Place every line of the records into a numbered list, leaving out any blank lines.

Stored items from a collection
·····

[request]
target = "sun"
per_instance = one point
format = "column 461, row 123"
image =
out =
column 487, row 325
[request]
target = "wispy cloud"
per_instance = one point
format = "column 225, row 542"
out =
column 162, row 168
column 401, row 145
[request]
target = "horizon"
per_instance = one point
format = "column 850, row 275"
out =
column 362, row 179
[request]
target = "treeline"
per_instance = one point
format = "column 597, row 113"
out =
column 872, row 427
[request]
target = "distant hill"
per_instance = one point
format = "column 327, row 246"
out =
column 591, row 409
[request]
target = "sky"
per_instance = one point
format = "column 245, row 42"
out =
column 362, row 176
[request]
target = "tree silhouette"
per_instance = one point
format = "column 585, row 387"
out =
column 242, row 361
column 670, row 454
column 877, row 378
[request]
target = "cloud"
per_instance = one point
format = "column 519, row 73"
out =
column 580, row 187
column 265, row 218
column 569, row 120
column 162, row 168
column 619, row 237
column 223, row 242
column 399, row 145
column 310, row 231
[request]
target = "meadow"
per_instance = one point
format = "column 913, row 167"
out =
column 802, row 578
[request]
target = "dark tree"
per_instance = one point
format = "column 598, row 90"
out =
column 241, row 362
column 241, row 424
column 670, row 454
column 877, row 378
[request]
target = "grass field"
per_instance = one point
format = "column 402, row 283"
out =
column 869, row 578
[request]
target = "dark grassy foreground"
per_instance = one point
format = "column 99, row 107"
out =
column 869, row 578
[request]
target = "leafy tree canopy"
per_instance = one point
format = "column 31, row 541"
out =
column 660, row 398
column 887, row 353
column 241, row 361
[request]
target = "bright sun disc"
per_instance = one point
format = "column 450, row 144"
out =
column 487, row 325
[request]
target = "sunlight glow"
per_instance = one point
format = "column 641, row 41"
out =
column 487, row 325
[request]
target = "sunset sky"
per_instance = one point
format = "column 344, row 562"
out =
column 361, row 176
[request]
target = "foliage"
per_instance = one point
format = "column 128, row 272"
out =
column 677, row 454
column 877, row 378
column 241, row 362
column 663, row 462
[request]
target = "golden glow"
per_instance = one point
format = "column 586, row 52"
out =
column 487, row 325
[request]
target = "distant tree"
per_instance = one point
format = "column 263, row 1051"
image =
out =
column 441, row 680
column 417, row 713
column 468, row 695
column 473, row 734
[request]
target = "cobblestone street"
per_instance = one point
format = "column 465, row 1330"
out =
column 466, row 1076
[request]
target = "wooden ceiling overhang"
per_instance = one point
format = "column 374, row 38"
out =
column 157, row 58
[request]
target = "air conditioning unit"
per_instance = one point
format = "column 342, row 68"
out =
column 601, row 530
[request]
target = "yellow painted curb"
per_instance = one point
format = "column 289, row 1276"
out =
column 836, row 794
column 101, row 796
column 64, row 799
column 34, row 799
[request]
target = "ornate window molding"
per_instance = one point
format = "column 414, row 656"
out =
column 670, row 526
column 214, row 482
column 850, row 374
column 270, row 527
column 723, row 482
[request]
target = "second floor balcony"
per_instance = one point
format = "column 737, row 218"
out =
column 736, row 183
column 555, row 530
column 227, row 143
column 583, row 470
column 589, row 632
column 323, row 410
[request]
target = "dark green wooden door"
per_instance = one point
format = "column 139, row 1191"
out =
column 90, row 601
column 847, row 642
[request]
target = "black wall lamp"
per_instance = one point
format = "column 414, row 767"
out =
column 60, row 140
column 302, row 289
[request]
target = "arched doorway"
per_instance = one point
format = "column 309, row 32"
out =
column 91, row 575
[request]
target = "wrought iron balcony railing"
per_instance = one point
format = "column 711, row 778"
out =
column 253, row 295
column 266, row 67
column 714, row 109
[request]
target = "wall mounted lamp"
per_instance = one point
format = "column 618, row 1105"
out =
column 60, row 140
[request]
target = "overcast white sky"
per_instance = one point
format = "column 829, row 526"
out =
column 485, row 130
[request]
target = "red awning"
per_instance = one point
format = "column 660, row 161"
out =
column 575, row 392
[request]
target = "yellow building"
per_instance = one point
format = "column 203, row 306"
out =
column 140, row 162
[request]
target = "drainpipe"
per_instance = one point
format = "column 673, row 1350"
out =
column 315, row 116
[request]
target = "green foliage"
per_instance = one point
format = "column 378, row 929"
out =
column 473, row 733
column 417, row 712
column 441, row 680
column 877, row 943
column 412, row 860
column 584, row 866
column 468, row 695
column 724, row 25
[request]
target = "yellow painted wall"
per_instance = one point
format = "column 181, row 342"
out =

·····

> Answer to this problem:
1. [request]
2. target = "sun"
3. per_instance = one point
4. format = "column 461, row 123"
5. image =
6. out =
7. column 487, row 325
8. [request]
9. target = "wispy cloud"
10. per_instance = one point
11. format = "column 225, row 542"
12. out =
13. column 162, row 168
14. column 401, row 145
15. [request]
16. target = "horizon"
17. per_instance = one point
18. format = "column 850, row 275"
19. out =
20. column 362, row 179
21. [request]
22. target = "treeline"
23. per_instance = one point
24. format = "column 597, row 113"
25. out =
26. column 872, row 427
27. [request]
28. target = "distant hill"
29. per_instance = one point
30. format = "column 327, row 246"
31. out =
32. column 591, row 409
33. [request]
34. target = "sky"
35. per_instance = one point
36. format = "column 245, row 42"
37. out =
38. column 362, row 176
39. [request]
40. target = "tree silhouette"
41. per_instance = one point
42. format = "column 585, row 387"
43. out =
44. column 242, row 361
45. column 670, row 454
46. column 877, row 378
47. [request]
48. target = "cloud"
49. per_instance = one point
50. format = "column 519, row 73"
51. out =
52. column 580, row 187
53. column 265, row 218
54. column 569, row 120
55. column 162, row 168
56. column 619, row 237
57. column 223, row 242
58. column 399, row 145
59. column 310, row 231
60. [request]
61. target = "meadow"
62. per_instance = one point
63. format = "column 913, row 167"
64. out =
65. column 802, row 578
66. [request]
67. target = "dark tree"
68. per_instance = one point
69. format = "column 598, row 90"
70. out =
71. column 241, row 362
72. column 241, row 424
73. column 670, row 454
74. column 877, row 378
75. [request]
76. target = "grass field"
77. per_instance = one point
78. format = "column 402, row 283"
79. out =
80. column 869, row 578
81. [request]
82. target = "dark grassy foreground"
83. per_instance = one point
84. format = "column 99, row 107"
85. out =
86. column 869, row 578
87. [request]
88. target = "leafy tree canopy"
89. per_instance = one point
90. format = "column 31, row 541"
91. out =
92. column 660, row 398
93. column 887, row 353
94. column 241, row 361
95. [request]
96. target = "bright sun disc"
97. per_instance = one point
98. format = "column 450, row 144"
99. out =
100. column 487, row 325
101. [request]
102. target = "sunlight glow"
103. per_instance = one point
104. format = "column 641, row 41"
105. out =
106. column 487, row 325
107. [request]
108. target = "sunset sky"
109. per_instance = one point
110. format = "column 344, row 562"
111. out =
112. column 361, row 176
113. [request]
114. target = "foliage"
115. per_instance = one point
116. format = "column 128, row 272"
117. out =
118. column 677, row 454
119. column 877, row 378
120. column 241, row 362
121. column 663, row 462
122. [request]
123. target = "golden glow"
124. per_instance = one point
125. format = "column 586, row 52"
126. out =
127. column 487, row 325
128. [request]
129. target = "distant tree"
130. per_instance = one point
131. format = "column 263, row 1051"
132. image =
133. out =
134. column 441, row 680
135. column 417, row 713
136. column 468, row 695
137. column 473, row 734
138. [request]
139. target = "cobblestone street"
140. per_instance = one point
141. format = "column 465, row 1330"
142. out =
143. column 466, row 1076
144. [request]
145. target = "wooden ceiling overhang"
146. per_instance = one point
147. format = "column 374, row 38"
148. out =
149. column 157, row 58
150. [request]
151. target = "air conditioning unit"
152. per_instance = one point
153. format = "column 342, row 68"
154. out =
155. column 601, row 530
156. [request]
157. target = "yellow painted curb"
158. per_instance = one point
159. format = "column 289, row 1276"
160. out =
161. column 836, row 794
162. column 101, row 796
163. column 64, row 799
164. column 34, row 799
165. [request]
166. target = "ornate window molding"
167. per_instance = one point
168. format = "column 414, row 656"
169. out =
170. column 670, row 526
171. column 214, row 482
172. column 850, row 374
173. column 270, row 527
174. column 723, row 482
175. [request]
176. target = "second floor balcony"
177. per_instance = one point
178. format = "column 737, row 218"
179. out =
180. column 736, row 183
181. column 555, row 530
182. column 227, row 143
183. column 583, row 470
184. column 589, row 632
185. column 323, row 410
186. [request]
187. target = "dark green wooden door"
188. per_instance = one point
189. format = "column 139, row 1191"
190. out =
191. column 90, row 601
192. column 847, row 642
193. [request]
194. target = "black wall lamp"
195. per_instance = one point
196. format = "column 414, row 767"
197. out =
198. column 60, row 140
199. column 302, row 289
200. [request]
201. target = "arched doorway"
202. per_instance = one point
203. format = "column 309, row 32"
204. out =
205. column 91, row 575
206. [request]
207. target = "wrought iron balcony railing"
208. per_instance = one point
209. format = "column 711, row 778"
210. out =
211. column 253, row 295
212. column 266, row 67
213. column 714, row 109
214. [request]
215. target = "wall mounted lamp"
216. per_instance = one point
217. format = "column 618, row 1105"
218. out =
219. column 60, row 140
220. [request]
221. target = "overcast white sky"
222. per_instance = one point
223. format = "column 829, row 526"
224. out =
225. column 485, row 130
226. [request]
227. target = "red awning"
228. per_instance = one point
229. format = "column 660, row 161"
230. out =
231. column 575, row 392
232. [request]
233. target = "yellow building"
234. per_instance = one point
235. format = "column 203, row 306"
236. out =
237. column 140, row 162
238. [request]
239. target = "drainpipe"
240. per_instance = one point
241. format = "column 673, row 1350"
242. out =
243. column 315, row 116
244. [request]
245. target = "green foliage"
246. per_instance = one point
247. format = "column 378, row 929"
248. out =
249. column 473, row 733
250. column 417, row 712
251. column 441, row 680
252. column 877, row 943
253. column 412, row 860
254. column 584, row 866
255. column 468, row 695
256. column 724, row 25
257. [request]
258. target = "yellow painted wall"
259. per_instance = one point
260. format = "column 181, row 342"
261. out =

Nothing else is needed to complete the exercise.